_What is required_
Format the items from the line containing "Return one point per instance of the distant" through the line containing "x=312 y=238", both included, as a two-column CSV headed instruction and points. Give one row per item, with its text and its answer each in a single quoted field and any line breaks replaced by spaces.

_Record extracts_
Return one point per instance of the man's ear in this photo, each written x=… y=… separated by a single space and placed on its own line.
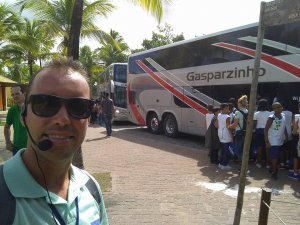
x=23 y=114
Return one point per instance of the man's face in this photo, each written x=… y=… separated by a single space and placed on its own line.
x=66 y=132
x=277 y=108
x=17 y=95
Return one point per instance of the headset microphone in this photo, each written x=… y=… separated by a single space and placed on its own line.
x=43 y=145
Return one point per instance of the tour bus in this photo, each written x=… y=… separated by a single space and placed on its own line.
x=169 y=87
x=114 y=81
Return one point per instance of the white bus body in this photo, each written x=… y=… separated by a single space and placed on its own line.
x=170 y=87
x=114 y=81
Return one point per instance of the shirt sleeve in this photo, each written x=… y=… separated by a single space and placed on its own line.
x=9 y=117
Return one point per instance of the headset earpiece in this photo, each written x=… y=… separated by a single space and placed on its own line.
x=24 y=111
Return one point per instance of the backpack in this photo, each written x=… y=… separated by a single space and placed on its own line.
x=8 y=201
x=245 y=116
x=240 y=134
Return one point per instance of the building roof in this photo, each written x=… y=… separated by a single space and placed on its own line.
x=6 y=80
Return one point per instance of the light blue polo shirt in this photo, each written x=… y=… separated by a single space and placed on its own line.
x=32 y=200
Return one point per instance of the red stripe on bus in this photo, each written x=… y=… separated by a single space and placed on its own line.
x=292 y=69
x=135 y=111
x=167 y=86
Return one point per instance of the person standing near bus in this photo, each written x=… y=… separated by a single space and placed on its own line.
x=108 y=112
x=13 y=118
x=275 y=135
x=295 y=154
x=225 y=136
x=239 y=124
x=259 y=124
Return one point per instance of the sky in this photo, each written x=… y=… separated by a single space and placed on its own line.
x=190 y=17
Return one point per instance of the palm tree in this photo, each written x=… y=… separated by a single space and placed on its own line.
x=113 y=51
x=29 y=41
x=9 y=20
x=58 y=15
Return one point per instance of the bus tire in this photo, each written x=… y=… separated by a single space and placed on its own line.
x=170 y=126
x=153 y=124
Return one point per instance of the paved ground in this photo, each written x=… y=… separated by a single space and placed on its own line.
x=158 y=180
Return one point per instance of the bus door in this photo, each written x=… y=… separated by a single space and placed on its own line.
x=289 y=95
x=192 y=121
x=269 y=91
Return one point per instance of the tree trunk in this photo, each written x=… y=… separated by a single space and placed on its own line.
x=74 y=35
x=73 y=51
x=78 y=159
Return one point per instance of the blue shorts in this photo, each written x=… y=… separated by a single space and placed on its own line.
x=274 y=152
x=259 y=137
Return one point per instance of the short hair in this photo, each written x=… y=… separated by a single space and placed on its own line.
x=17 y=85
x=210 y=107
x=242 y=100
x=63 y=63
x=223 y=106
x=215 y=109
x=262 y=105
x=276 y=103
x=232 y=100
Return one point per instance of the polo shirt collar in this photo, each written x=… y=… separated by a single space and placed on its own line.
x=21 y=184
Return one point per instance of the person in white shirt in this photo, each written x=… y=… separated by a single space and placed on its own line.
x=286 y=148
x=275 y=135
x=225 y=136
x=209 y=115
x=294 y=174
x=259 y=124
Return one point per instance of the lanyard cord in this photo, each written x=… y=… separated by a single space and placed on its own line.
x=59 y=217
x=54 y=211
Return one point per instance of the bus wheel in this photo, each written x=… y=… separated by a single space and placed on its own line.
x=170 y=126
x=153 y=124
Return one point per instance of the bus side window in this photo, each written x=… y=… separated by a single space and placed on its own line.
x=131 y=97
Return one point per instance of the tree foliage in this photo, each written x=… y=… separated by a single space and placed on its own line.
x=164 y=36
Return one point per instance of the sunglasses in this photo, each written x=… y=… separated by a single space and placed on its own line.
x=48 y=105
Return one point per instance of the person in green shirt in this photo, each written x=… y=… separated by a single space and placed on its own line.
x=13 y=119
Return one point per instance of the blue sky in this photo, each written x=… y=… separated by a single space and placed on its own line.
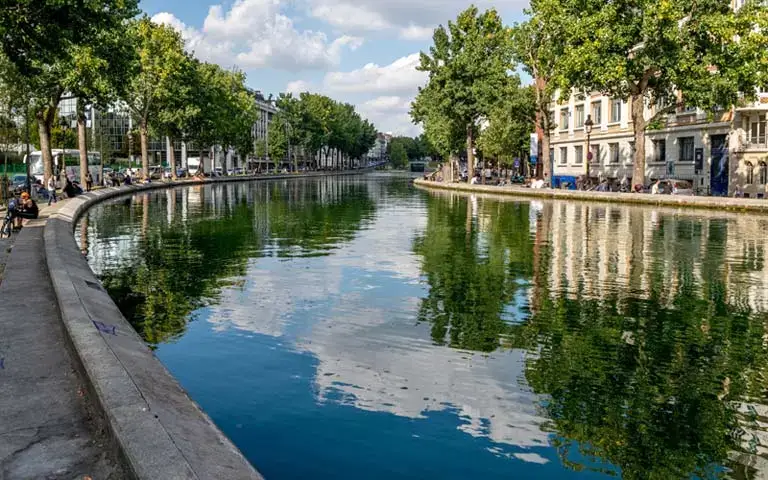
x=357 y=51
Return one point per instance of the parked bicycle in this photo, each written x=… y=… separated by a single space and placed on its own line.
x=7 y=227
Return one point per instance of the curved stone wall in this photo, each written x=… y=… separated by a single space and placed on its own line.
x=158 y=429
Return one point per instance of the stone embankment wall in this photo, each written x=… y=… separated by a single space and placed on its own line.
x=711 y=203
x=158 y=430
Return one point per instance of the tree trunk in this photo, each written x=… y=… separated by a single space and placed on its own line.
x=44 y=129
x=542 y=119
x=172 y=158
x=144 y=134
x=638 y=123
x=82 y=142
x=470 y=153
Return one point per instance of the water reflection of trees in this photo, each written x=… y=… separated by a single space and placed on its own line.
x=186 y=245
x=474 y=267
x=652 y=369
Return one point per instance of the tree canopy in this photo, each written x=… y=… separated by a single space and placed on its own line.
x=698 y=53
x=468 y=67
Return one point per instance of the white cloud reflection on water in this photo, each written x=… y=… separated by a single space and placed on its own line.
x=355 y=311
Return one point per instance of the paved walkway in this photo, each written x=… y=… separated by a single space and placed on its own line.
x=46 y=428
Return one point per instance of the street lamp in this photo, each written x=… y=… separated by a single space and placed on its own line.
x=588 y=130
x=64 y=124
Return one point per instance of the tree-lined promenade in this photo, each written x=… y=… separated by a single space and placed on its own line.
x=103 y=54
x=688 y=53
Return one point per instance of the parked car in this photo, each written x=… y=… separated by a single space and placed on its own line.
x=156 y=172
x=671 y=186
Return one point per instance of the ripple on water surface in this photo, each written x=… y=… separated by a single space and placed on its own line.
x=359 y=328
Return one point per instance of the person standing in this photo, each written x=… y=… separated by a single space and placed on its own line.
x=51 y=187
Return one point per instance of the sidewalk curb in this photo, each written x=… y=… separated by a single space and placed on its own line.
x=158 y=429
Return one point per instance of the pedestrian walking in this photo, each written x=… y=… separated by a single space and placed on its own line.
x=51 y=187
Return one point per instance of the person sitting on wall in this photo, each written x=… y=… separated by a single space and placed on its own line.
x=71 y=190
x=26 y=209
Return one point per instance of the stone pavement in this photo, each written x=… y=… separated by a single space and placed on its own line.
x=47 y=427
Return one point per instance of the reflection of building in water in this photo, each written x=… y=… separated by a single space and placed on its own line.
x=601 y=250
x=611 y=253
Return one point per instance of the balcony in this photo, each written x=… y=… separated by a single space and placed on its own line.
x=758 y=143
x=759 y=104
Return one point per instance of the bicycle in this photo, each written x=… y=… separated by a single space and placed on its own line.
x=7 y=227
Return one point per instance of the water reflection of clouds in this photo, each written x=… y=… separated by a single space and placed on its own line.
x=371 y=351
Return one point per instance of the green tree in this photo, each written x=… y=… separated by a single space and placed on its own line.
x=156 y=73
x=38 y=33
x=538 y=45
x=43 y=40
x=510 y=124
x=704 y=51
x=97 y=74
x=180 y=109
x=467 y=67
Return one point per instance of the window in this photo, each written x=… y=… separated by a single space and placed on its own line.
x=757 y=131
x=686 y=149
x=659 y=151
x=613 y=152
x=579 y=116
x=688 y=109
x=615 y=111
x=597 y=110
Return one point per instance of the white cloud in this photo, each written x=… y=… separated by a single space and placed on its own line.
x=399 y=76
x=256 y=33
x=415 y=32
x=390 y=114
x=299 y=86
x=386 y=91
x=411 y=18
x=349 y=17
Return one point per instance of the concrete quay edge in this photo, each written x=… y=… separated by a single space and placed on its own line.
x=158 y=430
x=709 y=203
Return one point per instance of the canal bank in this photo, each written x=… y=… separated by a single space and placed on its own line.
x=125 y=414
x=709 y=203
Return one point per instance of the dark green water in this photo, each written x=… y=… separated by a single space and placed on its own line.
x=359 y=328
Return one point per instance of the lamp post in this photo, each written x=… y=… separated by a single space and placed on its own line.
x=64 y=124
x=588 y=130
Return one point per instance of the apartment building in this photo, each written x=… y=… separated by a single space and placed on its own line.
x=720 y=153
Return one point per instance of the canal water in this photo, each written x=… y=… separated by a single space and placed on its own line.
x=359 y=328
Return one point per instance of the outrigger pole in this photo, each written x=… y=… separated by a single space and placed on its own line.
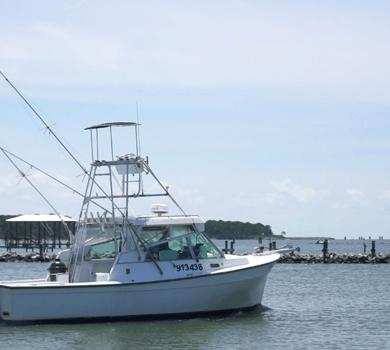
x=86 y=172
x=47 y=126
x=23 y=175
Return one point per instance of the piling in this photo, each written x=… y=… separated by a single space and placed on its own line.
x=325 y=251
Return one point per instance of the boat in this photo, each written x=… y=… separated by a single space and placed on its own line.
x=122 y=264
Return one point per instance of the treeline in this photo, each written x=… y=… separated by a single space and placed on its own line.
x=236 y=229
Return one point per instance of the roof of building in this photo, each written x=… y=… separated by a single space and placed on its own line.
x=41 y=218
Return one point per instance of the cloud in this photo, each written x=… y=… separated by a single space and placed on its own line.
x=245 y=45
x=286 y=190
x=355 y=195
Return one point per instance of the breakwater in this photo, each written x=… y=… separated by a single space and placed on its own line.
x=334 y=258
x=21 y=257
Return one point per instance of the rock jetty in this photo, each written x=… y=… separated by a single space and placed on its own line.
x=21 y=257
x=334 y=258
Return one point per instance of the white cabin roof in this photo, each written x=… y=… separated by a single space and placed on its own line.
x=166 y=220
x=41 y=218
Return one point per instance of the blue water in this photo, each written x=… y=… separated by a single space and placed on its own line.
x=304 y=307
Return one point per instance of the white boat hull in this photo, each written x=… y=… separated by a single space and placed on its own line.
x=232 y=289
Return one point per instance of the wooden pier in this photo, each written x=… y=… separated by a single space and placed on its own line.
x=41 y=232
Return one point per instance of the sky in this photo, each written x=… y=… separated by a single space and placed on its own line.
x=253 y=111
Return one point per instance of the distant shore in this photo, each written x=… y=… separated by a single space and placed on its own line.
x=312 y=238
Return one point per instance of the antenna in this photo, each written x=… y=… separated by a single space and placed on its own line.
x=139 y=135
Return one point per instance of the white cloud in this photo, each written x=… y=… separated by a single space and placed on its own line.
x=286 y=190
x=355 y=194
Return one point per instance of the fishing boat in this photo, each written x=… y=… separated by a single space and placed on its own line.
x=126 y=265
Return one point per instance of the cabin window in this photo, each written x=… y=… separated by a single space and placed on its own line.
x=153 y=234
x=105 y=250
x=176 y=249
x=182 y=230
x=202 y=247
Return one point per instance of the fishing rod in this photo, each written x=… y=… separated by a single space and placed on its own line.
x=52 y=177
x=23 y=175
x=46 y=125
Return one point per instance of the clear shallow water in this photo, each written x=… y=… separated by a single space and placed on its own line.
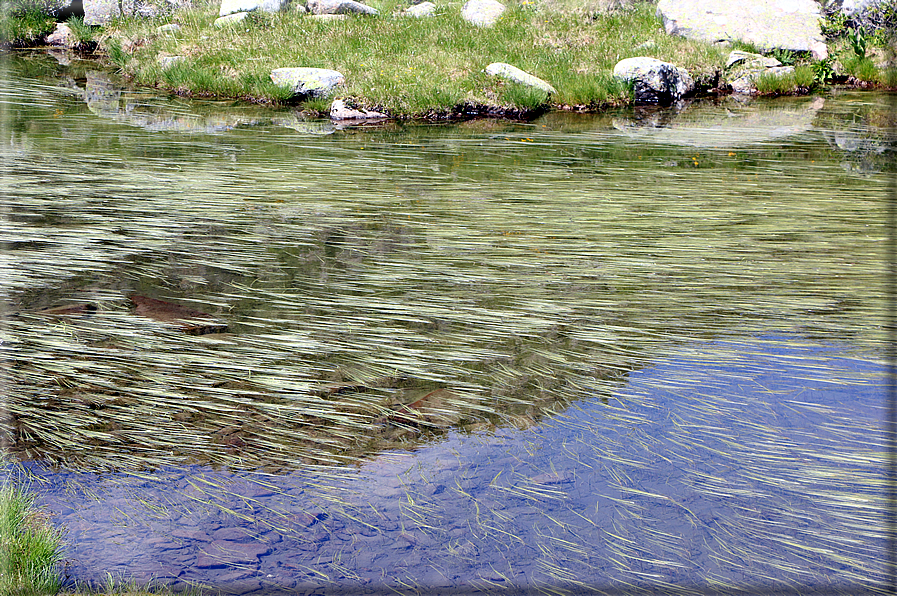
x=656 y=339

_Solution for this problem_
instruction,points
"Return one point per instance of the distant shore in this photo, each written x=… y=… separated by a single space and placed on its own line.","x=312 y=238"